Underground Robert Connolly
Published Sep 23, 2012Since 2006, WikiLeaks has been digging up and releasing top-secret information via the Internet, pissing off governments the world over by airing their dirty laundry.
Spear-headed by Australian native Julian Assange, their mission is to bring news and information to the public by publishing original source material to provide evidence of truth. It is these truths, among other shady dealings, that have landed Assange in hot water, ultimately leaving him holed up in London at the Ecuadorian embassy, granted political asylum, but unable to leave the premises for fear of being arrested.
Very little is known about the man behind the controversy, beyond what has been widely reported by the press, which is something director Robert Connolly intends to change with his biopic, Underground. Connolly focuses on the teenage years of Julian Assange (Alex Williams) while growing up in Melbourne, touching upon his upbringing and how it tied into his subsequent search for truths and freedoms.

> [PROMPT A]
Print the part of the film review between "Spear-headed by Australian" and "truths and freedoms.", inclusive, word for word.
> [PROMPT B]
Return each line of the records that contains the string "positive", matching case exactly.

> [RECORDS FOR THE EXERCISE]
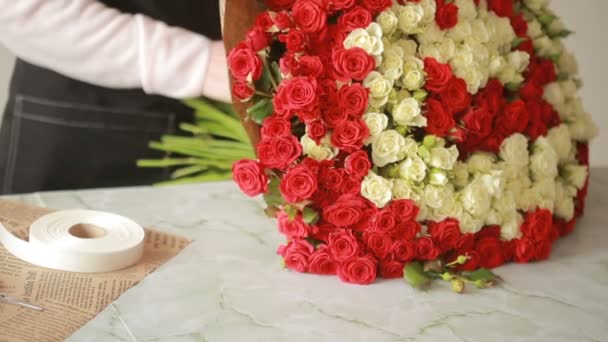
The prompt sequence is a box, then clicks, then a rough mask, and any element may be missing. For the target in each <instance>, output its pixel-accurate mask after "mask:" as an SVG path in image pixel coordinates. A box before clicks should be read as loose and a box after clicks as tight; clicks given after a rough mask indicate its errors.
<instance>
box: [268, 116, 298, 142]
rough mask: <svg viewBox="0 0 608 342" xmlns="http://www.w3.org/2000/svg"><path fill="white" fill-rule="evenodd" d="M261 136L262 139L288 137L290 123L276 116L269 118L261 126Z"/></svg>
mask: <svg viewBox="0 0 608 342" xmlns="http://www.w3.org/2000/svg"><path fill="white" fill-rule="evenodd" d="M261 134H262V138H263V139H270V138H280V137H289V136H290V135H291V123H290V122H289V121H287V120H285V119H283V118H281V117H278V116H269V117H267V118H266V119H265V120H264V123H263V124H262V128H261Z"/></svg>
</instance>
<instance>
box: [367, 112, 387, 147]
mask: <svg viewBox="0 0 608 342" xmlns="http://www.w3.org/2000/svg"><path fill="white" fill-rule="evenodd" d="M363 121H365V124H366V125H367V128H369V135H370V137H369V138H368V140H367V141H366V144H371V143H372V142H374V140H376V137H377V136H378V134H380V133H382V131H384V130H385V129H386V127H388V116H386V115H384V114H382V113H373V112H372V113H366V114H365V115H364V116H363Z"/></svg>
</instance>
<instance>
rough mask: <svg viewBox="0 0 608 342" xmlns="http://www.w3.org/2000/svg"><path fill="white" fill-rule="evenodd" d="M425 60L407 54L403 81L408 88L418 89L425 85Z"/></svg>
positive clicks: (412, 89) (404, 58)
mask: <svg viewBox="0 0 608 342" xmlns="http://www.w3.org/2000/svg"><path fill="white" fill-rule="evenodd" d="M425 78H426V76H425V74H424V62H422V61H421V60H420V59H418V58H416V57H413V56H406V57H405V58H404V64H403V77H402V79H401V81H402V82H403V86H404V87H405V88H406V89H407V90H411V91H414V90H418V89H420V88H421V87H422V86H423V85H424V81H425Z"/></svg>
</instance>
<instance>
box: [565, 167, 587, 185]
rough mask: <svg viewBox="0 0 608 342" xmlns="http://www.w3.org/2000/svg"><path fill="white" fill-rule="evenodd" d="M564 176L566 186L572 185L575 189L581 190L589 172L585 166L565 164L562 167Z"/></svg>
mask: <svg viewBox="0 0 608 342" xmlns="http://www.w3.org/2000/svg"><path fill="white" fill-rule="evenodd" d="M563 171H564V175H565V179H566V181H567V182H568V184H572V185H574V187H576V188H577V189H579V190H580V189H582V188H583V187H584V186H585V183H586V182H587V176H588V175H589V171H588V168H587V166H585V165H578V164H567V165H565V166H564V169H563Z"/></svg>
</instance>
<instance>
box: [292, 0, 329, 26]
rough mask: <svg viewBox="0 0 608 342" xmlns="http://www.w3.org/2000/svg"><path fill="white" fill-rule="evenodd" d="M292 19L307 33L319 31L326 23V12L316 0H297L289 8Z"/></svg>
mask: <svg viewBox="0 0 608 342" xmlns="http://www.w3.org/2000/svg"><path fill="white" fill-rule="evenodd" d="M291 15H292V16H293V21H294V22H295V23H296V25H298V27H299V28H300V29H301V30H302V31H304V32H307V33H310V32H319V31H321V30H322V29H323V27H324V26H325V25H327V13H326V12H325V10H324V9H323V8H321V7H320V6H319V5H318V4H317V3H316V1H311V0H297V1H296V2H295V4H294V5H293V8H292V10H291Z"/></svg>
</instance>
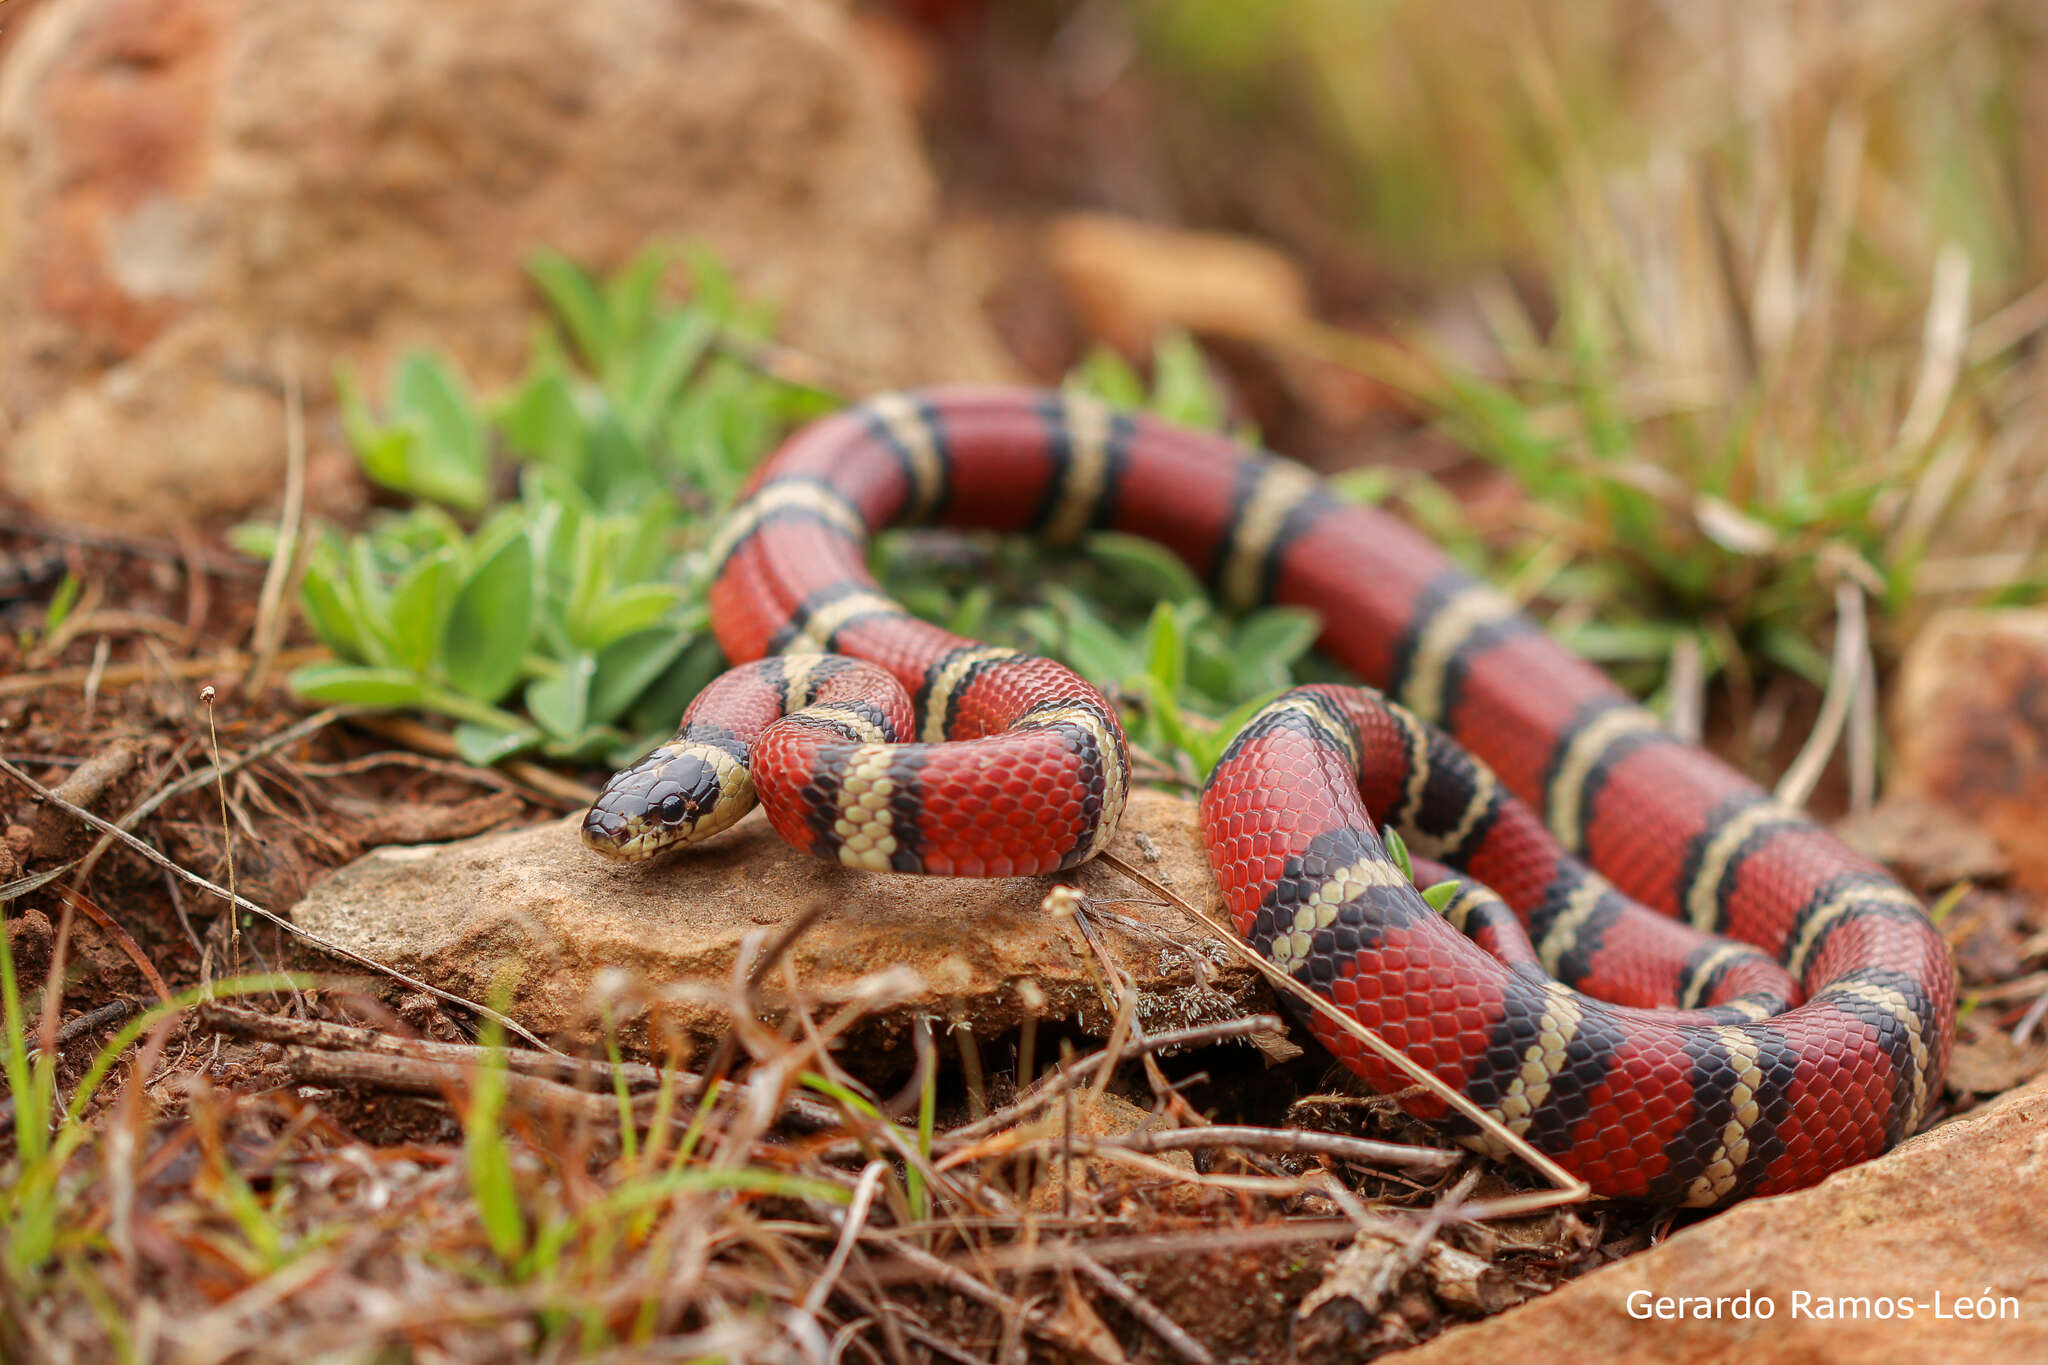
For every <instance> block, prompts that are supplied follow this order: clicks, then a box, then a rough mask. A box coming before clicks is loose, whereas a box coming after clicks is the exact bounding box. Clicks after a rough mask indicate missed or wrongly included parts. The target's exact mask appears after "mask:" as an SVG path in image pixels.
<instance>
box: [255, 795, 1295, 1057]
mask: <svg viewBox="0 0 2048 1365" xmlns="http://www.w3.org/2000/svg"><path fill="white" fill-rule="evenodd" d="M578 819H580V817H571V819H565V821H555V823H549V825H535V827H528V829H516V831H510V833H492V835H479V837H475V839H463V841H461V843H444V845H426V847H387V849H377V851H373V853H367V855H365V857H360V860H356V862H352V864H348V866H344V868H340V870H336V872H332V874H328V876H326V878H322V880H319V882H315V884H313V886H311V890H309V892H307V896H305V898H303V900H301V902H299V907H297V909H295V911H293V919H295V921H297V923H299V925H301V927H305V929H311V931H313V933H317V935H322V937H326V939H334V941H340V943H342V945H346V948H352V950H356V952H360V954H365V956H369V958H373V960H377V962H383V964H389V966H395V968H399V970H401V972H408V974H412V976H420V978H424V980H430V982H434V984H438V986H442V988H449V990H457V993H461V995H467V997H471V999H483V997H487V995H492V990H494V988H496V986H500V984H502V986H504V988H508V990H510V1013H512V1015H514V1017H518V1019H520V1021H522V1023H526V1025H530V1027H532V1029H537V1031H549V1029H561V1031H573V1029H578V1027H580V1025H584V1023H586V1021H588V1019H590V1017H592V1009H590V1005H592V990H594V986H598V984H600V974H604V972H606V970H610V968H623V970H625V972H631V974H633V976H637V978H639V980H641V982H645V986H649V988H651V990H659V988H662V986H666V984H674V982H694V984H696V986H707V984H709V986H723V984H725V982H729V980H731V970H733V962H735V960H737V956H739V952H741V943H743V941H745V939H748V935H762V937H766V939H772V937H774V935H776V933H778V931H780V927H782V925H788V923H791V921H793V919H797V917H799V915H803V913H805V911H809V909H811V907H815V905H819V902H823V905H827V907H829V909H827V911H825V915H823V917H821V919H817V923H813V925H811V927H809V929H807V931H805V933H803V937H801V939H797V943H795V948H793V950H791V954H788V960H791V962H793V964H795V970H797V980H799V986H801V990H803V993H805V997H807V999H809V1001H811V1003H813V1005H815V1007H819V1009H829V1007H831V1005H834V1003H840V1001H846V999H850V997H852V993H854V988H856V982H860V978H864V976H868V974H872V972H879V970H883V968H891V966H907V968H911V972H915V976H918V978H920V980H922V986H920V988H918V990H915V993H913V995H911V997H909V999H903V1001H899V1003H897V1005H893V1007H889V1009H887V1011H883V1015H881V1021H883V1023H887V1025H897V1023H905V1021H907V1019H911V1017H913V1015H938V1017H942V1019H948V1021H952V1023H956V1025H965V1027H971V1029H975V1031H977V1033H983V1036H989V1033H997V1031H1004V1029H1012V1027H1016V1025H1018V1023H1020V1021H1022V1019H1026V1017H1053V1019H1071V1017H1075V1015H1079V1017H1081V1023H1083V1027H1090V1029H1094V1031H1098V1033H1106V1031H1108V1027H1110V1019H1112V1015H1114V1005H1108V1003H1106V1001H1104V995H1102V984H1100V982H1102V976H1104V970H1102V966H1100V964H1098V962H1096V958H1094V954H1092V952H1090V950H1087V943H1085V939H1083V937H1081V933H1079V929H1077V927H1075V925H1073V923H1071V921H1069V919H1065V917H1061V915H1055V913H1049V911H1047V909H1042V902H1044V898H1047V892H1049V890H1051V888H1053V886H1055V884H1059V880H1071V882H1073V884H1075V886H1079V888H1081V892H1083V894H1087V896H1090V898H1096V900H1100V902H1106V905H1104V907H1102V911H1098V913H1096V915H1098V917H1096V927H1098V937H1100V941H1102V943H1104V948H1106V952H1108V956H1110V960H1112V962H1114V966H1116V968H1118V970H1120V972H1124V974H1126V976H1128V978H1130V982H1133V986H1135V988H1137V997H1139V1011H1137V1017H1139V1021H1141V1023H1145V1025H1155V1027H1178V1025H1188V1023H1198V1021H1206V1019H1221V1017H1231V1015H1233V1013H1241V1005H1243V1001H1245V999H1247V997H1249V993H1251V988H1253V980H1255V976H1253V972H1251V968H1247V966H1241V964H1237V960H1233V958H1229V956H1227V950H1225V948H1223V945H1221V943H1217V941H1214V939H1212V937H1210V935H1208V933H1206V931H1204V929H1202V927H1200V925H1198V923H1196V921H1194V919H1192V917H1190V915H1186V913H1184V911H1180V909H1176V907H1169V905H1161V902H1157V898H1155V896H1151V892H1147V890H1145V888H1141V886H1133V884H1130V882H1128V880H1124V878H1122V874H1118V872H1114V870H1110V868H1108V864H1104V862H1100V860H1098V862H1094V864H1087V866H1083V868H1081V870H1077V872H1073V874H1067V876H1065V878H1059V880H1055V878H995V880H965V878H920V876H893V874H889V876H885V874H872V872H856V870H850V868H840V866H838V864H827V862H821V860H815V857H809V855H807V853H799V851H795V849H791V847H788V845H786V843H782V841H780V839H778V837H776V835H774V831H772V829H770V827H768V823H766V819H764V817H762V814H760V812H754V814H750V817H748V819H745V821H741V823H739V825H735V827H733V829H731V831H729V833H725V835H719V837H715V839H711V841H707V843H705V845H700V847H698V849H688V851H680V853H676V855H670V857H666V860H655V862H651V864H610V862H604V860H602V857H598V855H596V853H592V851H590V849H586V847H584V845H582V843H580V841H578V835H575V825H578ZM1139 831H1143V833H1145V837H1147V839H1149V841H1151V845H1153V847H1155V849H1157V860H1151V857H1147V853H1145V851H1141V841H1139ZM1110 849H1112V853H1116V855H1120V857H1124V860H1126V862H1128V864H1133V866H1135V868H1143V870H1145V872H1147V876H1151V878H1155V880H1159V882H1163V884H1167V886H1171V888H1174V890H1176V892H1178V894H1182V896H1186V898H1190V900H1192V902H1194V905H1198V907H1202V909H1204V911H1206V913H1210V915H1217V917H1219V919H1221V917H1223V907H1221V898H1219V894H1217V886H1214V880H1212V878H1210V872H1208V862H1206V860H1204V855H1202V845H1200V833H1198V829H1196V817H1194V804H1192V802H1188V800H1182V798H1174V796H1161V794H1155V792H1135V794H1133V796H1130V806H1128V808H1126V812H1124V823H1122V829H1120V831H1118V835H1116V839H1114V843H1112V845H1110ZM1124 896H1139V898H1137V900H1124ZM760 993H762V1001H764V1005H766V1007H770V1009H772V1007H774V1005H778V1003H780V1001H784V999H786V995H784V978H782V972H780V970H778V972H772V974H770V978H768V980H764V982H762V984H760ZM666 1019H670V1021H676V1023H682V1025H684V1027H688V1029H690V1031H694V1033H698V1036H700V1038H709V1036H717V1033H721V1031H723V1013H721V1011H719V1009H715V1007H713V1005H707V1003H702V1001H680V1003H678V1005H674V1007H666Z"/></svg>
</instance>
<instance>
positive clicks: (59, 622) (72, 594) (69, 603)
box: [43, 573, 84, 632]
mask: <svg viewBox="0 0 2048 1365" xmlns="http://www.w3.org/2000/svg"><path fill="white" fill-rule="evenodd" d="M80 589H84V583H82V581H80V579H78V575H76V573H66V575H63V581H61V583H57V591H53V593H49V606H47V608H45V610H43V630H45V632H53V630H55V628H57V626H61V624H63V618H66V616H70V614H72V608H74V606H78V593H80Z"/></svg>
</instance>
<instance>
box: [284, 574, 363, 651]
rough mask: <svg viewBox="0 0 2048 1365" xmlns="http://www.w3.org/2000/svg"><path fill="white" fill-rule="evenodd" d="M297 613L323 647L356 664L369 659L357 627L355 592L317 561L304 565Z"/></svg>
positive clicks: (357, 614)
mask: <svg viewBox="0 0 2048 1365" xmlns="http://www.w3.org/2000/svg"><path fill="white" fill-rule="evenodd" d="M299 610H301V612H303V614H305V624H307V626H311V628H313V634H317V636H319V643H322V645H326V647H328V649H332V651H334V653H338V655H342V657H344V659H354V661H356V663H362V661H367V659H369V651H367V649H365V645H362V632H360V630H358V628H356V618H358V614H360V612H358V608H356V602H354V593H352V591H350V587H348V579H344V577H340V575H338V573H336V571H334V569H332V567H328V565H322V563H317V561H315V563H311V565H307V569H305V577H303V579H301V581H299Z"/></svg>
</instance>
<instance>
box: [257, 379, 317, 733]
mask: <svg viewBox="0 0 2048 1365" xmlns="http://www.w3.org/2000/svg"><path fill="white" fill-rule="evenodd" d="M303 520H305V395H303V393H301V391H299V366H297V362H295V360H291V358H287V362H285V505H283V510H281V512H279V518H276V548H274V551H272V553H270V567H268V569H266V571H264V577H262V591H260V593H258V596H256V624H254V626H252V628H250V671H248V673H244V677H242V690H244V692H246V694H248V696H262V690H264V686H266V684H268V679H270V667H272V661H274V659H276V651H279V647H281V645H283V643H285V628H287V626H289V624H291V616H289V614H287V612H285V591H287V589H289V587H291V581H293V575H295V573H297V571H299V528H301V522H303Z"/></svg>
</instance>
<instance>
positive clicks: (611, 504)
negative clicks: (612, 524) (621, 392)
mask: <svg viewBox="0 0 2048 1365" xmlns="http://www.w3.org/2000/svg"><path fill="white" fill-rule="evenodd" d="M586 442H588V454H586V463H584V471H586V473H584V487H586V489H588V491H590V499H592V501H594V503H598V505H600V508H612V510H631V508H633V505H637V503H639V499H643V497H647V495H649V493H651V491H655V489H659V487H662V481H659V477H657V475H655V471H653V463H651V460H649V458H647V448H645V446H643V444H641V442H639V440H637V438H635V436H633V432H631V430H627V424H625V422H621V420H618V413H616V411H612V407H610V405H606V407H604V411H602V413H598V415H596V420H594V422H592V424H590V430H588V432H586Z"/></svg>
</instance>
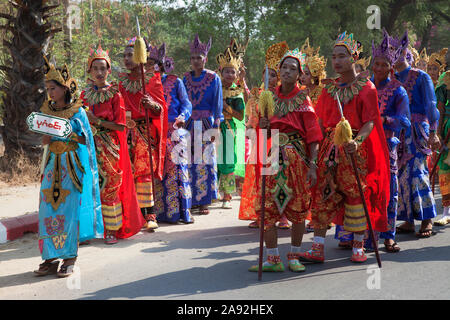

> [EXERCISE RESULT A]
Spear-headed by Australian native Julian Assange, their mission is to bring news and information to the public by publishing original source material to provide evidence of truth. It is these truths, among other shady dealings, that have landed Assange in hot water, ultimately leaving him holed up in London at the Ecuadorian embassy, granted political asylum, but unable to leave the premises for fear of being arrested.
Very little is known about the man behind the controversy, beyond what has been widely reported by the press, which is something director Robert Connolly intends to change with his biopic, Underground. Connolly focuses on the teenage years of Julian Assange (Alex Williams) while growing up in Melbourne, touching upon his upbringing and how it tied into his subsequent search for truths and freedoms.

> [EXERCISE RESULT B]
positive clicks: (412, 89) (404, 58)
positive clicks: (59, 622) (72, 594) (69, 603)
positive clicks: (357, 614)
positive clicks: (611, 504)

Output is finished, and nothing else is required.